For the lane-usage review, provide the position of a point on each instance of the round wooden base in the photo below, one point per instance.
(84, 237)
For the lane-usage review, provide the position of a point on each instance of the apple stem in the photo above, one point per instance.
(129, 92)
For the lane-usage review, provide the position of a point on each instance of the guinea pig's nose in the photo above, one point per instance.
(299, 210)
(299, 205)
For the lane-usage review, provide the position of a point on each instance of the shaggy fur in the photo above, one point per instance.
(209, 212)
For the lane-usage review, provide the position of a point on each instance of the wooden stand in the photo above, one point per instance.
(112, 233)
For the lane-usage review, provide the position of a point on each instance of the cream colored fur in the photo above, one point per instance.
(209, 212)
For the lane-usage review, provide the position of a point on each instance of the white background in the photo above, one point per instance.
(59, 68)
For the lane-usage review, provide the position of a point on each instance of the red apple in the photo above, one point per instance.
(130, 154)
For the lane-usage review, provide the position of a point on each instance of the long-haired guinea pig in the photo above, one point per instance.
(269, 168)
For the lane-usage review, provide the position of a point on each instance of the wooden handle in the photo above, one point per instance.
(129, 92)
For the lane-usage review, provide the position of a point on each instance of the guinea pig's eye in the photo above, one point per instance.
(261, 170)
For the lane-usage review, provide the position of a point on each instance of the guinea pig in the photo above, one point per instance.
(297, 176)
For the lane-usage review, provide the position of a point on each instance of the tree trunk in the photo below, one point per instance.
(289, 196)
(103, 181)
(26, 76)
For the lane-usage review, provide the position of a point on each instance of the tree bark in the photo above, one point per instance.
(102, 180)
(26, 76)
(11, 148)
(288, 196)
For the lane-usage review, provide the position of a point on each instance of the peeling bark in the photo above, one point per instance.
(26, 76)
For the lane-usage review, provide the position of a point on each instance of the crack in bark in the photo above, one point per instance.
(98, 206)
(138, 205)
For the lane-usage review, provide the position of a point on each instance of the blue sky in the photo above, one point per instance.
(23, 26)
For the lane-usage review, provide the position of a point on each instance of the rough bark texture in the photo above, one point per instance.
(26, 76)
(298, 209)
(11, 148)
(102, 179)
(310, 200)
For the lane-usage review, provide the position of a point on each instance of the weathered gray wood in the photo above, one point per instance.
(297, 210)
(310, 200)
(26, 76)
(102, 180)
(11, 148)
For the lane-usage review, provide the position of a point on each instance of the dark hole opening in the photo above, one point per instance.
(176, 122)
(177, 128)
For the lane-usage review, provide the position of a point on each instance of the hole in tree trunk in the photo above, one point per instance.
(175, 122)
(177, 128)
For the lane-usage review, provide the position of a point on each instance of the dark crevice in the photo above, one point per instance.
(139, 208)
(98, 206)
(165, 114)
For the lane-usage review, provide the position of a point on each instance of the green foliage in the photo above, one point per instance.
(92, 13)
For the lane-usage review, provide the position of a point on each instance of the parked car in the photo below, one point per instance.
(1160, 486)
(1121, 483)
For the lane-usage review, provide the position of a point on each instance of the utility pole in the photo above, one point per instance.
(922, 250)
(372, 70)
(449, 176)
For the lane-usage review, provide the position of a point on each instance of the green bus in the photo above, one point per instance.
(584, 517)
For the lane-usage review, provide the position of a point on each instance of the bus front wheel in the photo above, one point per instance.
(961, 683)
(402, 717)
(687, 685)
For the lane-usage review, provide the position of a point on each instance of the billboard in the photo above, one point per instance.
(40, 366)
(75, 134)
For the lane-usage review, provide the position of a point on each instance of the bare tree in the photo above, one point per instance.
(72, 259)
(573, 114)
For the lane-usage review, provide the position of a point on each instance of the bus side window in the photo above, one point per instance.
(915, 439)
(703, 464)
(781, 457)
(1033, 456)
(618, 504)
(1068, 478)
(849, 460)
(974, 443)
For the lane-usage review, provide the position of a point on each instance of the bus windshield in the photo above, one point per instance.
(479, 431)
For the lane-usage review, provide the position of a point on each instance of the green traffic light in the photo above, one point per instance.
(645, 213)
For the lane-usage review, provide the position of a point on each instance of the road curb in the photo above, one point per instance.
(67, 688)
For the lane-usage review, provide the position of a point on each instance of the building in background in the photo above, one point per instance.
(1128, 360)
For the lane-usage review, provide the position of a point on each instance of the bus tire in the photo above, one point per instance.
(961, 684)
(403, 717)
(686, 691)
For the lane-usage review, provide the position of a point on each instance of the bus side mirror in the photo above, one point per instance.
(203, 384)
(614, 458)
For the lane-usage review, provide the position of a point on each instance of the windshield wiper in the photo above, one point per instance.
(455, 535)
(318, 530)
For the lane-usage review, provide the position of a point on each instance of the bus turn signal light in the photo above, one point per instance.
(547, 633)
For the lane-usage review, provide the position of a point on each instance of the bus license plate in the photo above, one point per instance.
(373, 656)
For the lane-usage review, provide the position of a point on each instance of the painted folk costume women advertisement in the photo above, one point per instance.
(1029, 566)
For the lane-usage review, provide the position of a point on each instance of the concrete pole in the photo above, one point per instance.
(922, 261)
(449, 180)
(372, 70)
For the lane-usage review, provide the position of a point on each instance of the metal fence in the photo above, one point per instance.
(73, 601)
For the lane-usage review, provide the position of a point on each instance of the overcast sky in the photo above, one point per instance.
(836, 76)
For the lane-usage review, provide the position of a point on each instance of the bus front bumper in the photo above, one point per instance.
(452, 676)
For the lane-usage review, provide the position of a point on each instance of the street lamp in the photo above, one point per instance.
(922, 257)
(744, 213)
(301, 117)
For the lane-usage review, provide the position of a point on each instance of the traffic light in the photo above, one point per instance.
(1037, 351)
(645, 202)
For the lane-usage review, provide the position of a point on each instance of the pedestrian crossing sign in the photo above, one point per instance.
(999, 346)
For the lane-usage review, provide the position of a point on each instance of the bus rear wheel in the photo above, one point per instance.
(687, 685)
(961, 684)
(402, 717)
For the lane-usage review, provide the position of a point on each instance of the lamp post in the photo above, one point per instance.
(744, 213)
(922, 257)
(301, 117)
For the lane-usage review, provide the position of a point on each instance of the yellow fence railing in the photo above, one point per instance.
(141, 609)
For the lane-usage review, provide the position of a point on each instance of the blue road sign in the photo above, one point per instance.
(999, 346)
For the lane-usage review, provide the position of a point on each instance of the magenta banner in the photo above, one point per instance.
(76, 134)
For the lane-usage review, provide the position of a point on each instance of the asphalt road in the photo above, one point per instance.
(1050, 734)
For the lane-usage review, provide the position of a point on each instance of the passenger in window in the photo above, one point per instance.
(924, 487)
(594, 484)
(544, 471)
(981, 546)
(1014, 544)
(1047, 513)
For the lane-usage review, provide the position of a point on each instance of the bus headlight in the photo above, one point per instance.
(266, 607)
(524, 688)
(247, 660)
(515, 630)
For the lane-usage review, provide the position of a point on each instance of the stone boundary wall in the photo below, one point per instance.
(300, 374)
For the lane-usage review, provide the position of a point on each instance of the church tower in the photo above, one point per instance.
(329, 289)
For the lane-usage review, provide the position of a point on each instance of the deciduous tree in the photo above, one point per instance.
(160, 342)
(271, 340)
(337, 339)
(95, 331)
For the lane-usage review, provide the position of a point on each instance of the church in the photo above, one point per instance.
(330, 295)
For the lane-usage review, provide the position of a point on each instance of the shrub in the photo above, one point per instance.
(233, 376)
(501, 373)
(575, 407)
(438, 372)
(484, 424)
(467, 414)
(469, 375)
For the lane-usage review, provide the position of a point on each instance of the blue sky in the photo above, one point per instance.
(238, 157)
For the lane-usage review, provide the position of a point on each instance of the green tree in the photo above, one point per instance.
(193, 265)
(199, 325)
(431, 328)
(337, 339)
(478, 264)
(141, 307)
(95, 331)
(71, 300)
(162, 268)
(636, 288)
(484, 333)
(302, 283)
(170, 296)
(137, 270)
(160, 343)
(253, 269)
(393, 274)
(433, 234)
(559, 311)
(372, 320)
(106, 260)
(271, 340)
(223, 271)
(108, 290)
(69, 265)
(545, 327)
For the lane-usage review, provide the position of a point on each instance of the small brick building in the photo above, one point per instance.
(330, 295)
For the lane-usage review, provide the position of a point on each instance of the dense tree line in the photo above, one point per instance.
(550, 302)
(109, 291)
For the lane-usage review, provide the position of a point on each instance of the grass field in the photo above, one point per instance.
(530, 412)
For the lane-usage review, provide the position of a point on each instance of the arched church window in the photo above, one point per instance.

++++++

### WHAT THIS TASK INVOLVES
Copy out every line from the one containing "the bus headlight" to the end of the material, both ends included.

### FINAL RESULT
For the lane-usage review, provide the position of a point on each instance of the bus headlight in the photo above, one point per instance.
(266, 607)
(524, 688)
(247, 660)
(515, 630)
For the lane-usage review, provide the position of a point on each instance of the stone boundary wall in the photo below, one point per instance.
(300, 374)
For the lane-usage review, provide the position of a point on each instance of the church tower in the photo above, one point per instance.
(329, 289)
For the lane-usage review, provide the position of a point on each instance of the deciduous tree in the photo above, one point per instance.
(160, 342)
(271, 340)
(337, 339)
(95, 331)
For the lane-usage review, provide the position of a point on each instance of the church in the photo above, one point per instance.
(330, 295)
For the lane-usage review, provide the position of a point on each instance of the shrub in the photo above, one point per instance.
(233, 376)
(501, 373)
(575, 407)
(438, 372)
(484, 424)
(467, 414)
(469, 375)
For the lane-usage review, provide the position of a point on each instance of the blue sky in the photo above, one point per instance.
(238, 157)
For the lane-usage review, provide the position of a point on each instance of the green tree in the photo above, one point per instance.
(193, 265)
(199, 325)
(431, 328)
(337, 339)
(478, 264)
(141, 307)
(95, 331)
(71, 300)
(162, 268)
(636, 288)
(484, 333)
(302, 283)
(170, 296)
(137, 270)
(160, 343)
(253, 269)
(393, 274)
(433, 234)
(559, 311)
(372, 320)
(106, 260)
(271, 340)
(223, 271)
(108, 290)
(69, 265)
(545, 327)
For the lane-usage review, provide the position of a point on each instance of the small brick building in the photo above, one point per instance.
(330, 295)
For the lane-usage review, provide the position of a point on each instance of the dense tree line in the photo above, one point per instance.
(550, 302)
(109, 291)
For the lane-usage review, provide the position of a point on each instance of the grass field in the photo above, one point per instance.
(530, 412)
For the lane-usage review, provide the position of a point on each instance of the arched church window in the photo above, one point per instance.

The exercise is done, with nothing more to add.